WORK TO COMPLETE: Write the data below out exactly as it stands. Do not include the pictures.

EXERCISE MATERIALS:
****************

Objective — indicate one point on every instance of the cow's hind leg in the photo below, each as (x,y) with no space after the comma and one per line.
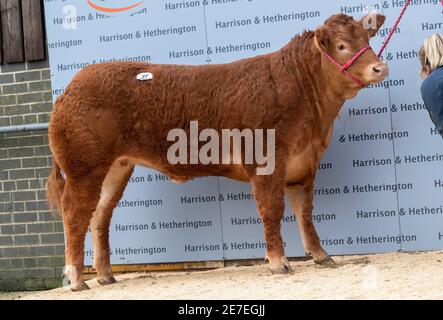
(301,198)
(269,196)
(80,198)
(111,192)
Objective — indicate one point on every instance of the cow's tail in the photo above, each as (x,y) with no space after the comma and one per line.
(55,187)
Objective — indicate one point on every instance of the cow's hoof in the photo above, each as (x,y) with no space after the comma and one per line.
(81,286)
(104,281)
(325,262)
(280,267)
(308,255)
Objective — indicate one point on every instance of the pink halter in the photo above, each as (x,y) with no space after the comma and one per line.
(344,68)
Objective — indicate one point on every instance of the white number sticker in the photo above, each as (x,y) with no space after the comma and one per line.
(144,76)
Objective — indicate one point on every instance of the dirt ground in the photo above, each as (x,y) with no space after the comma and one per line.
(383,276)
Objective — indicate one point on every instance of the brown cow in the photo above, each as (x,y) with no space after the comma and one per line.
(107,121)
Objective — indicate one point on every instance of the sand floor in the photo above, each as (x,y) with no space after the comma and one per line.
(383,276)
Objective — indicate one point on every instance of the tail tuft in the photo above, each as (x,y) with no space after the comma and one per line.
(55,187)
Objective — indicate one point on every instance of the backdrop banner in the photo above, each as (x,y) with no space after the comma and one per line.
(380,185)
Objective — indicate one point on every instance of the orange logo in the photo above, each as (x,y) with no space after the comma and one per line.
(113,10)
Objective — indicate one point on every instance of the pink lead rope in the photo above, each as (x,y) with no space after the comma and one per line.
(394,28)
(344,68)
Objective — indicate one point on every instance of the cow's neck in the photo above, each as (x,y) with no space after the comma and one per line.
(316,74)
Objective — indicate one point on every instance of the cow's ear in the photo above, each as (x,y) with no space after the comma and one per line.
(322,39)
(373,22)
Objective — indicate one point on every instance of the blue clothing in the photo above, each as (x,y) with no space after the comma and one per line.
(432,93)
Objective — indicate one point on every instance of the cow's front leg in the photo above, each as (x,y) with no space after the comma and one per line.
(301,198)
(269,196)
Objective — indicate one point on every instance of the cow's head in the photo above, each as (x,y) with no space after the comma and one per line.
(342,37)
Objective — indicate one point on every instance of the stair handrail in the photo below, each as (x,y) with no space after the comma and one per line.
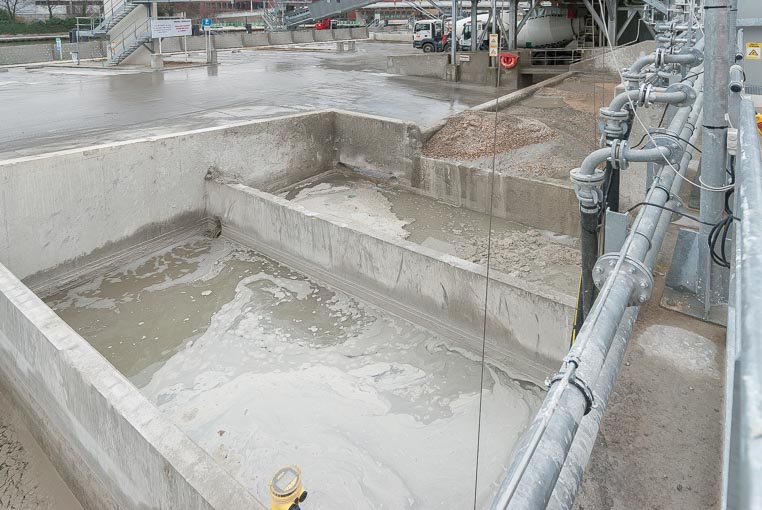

****************

EXERCISE SOLUTION:
Objective — indicate one point on every instance of the cow's hind leg in the photo below, each as (x,y) with no space after the comma and one per line.
(301,198)
(269,196)
(80,198)
(111,192)
Objective — indicate one point on every instance of the cow's tail in the photo above, each as (x,y) with no space after the comma and one per line.
(55,187)
Objective — indicate one point on every instance of the cow's hoof in the photo above, each as (x,y) with no space after the comma and one per line.
(81,286)
(104,281)
(325,262)
(280,267)
(308,255)
Objective — indicate one point on every instance of the pink halter in the photo above, each as (x,y) with no space after the comma and one per line.
(344,68)
Objective — indicate one point on every instance of the white number sticker in the photo above, each as (x,y) with no space after the comma and one per line.
(144,76)
Objective — indicate one point on every instance of the dirt ground in the photo above, each as (x,y) with no space after the comma and one per line.
(383,276)
Objective — indicate one point on every instance of the brown cow in the photo above, each as (x,y) with no space after the comma and one per line.
(107,121)
Objective — indicate one point on every instance of the sand floor in the photo above, each as (x,y) with no space after the comma and one per line.
(383,276)
Objective — indicate one point on every instance of the tail tuft in the photo above, each as (x,y) with no space after the comma and one per line.
(55,187)
Objective — indicate one point on every instance of the backdrop banner in the photo above, each as (x,y) with no space after the comma and one per line.
(380,185)
Objective — indicate one point on every instance of the orange logo in the photo above, each as (x,y) with no space after the comma and one per line.
(113,10)
Objective — indicate one point on every instance of the pink lead rope in the photo above, each as (x,y) with no space after the comma and one per line.
(394,28)
(344,68)
Objective — indicate one point on every instance of the cow's neck in the photo above, each as (x,y) with no space after the comma and one per line.
(316,74)
Objective — indicate one point on every instance of the cow's ear in the photo above, each as (x,y) with no space after the comma and one per line.
(322,39)
(373,22)
Objective — indicate one point on every instance of the blue clothing in the photo above, each as (x,y) with no space after the comma and one per line.
(432,93)
Objective — indicate one point on every instance of the cow's front leg in the photo above, each as (x,y) with no space after the comma and one per line.
(301,198)
(269,196)
Objective — indicate one point on every instance of the cow's head in the photo above, each as (x,y) with no space after the comma and one per line.
(342,37)
Objective — indicate one point on every instance of the stair handrail in the photo below, each as (x,y) with no space after the comma and one per line.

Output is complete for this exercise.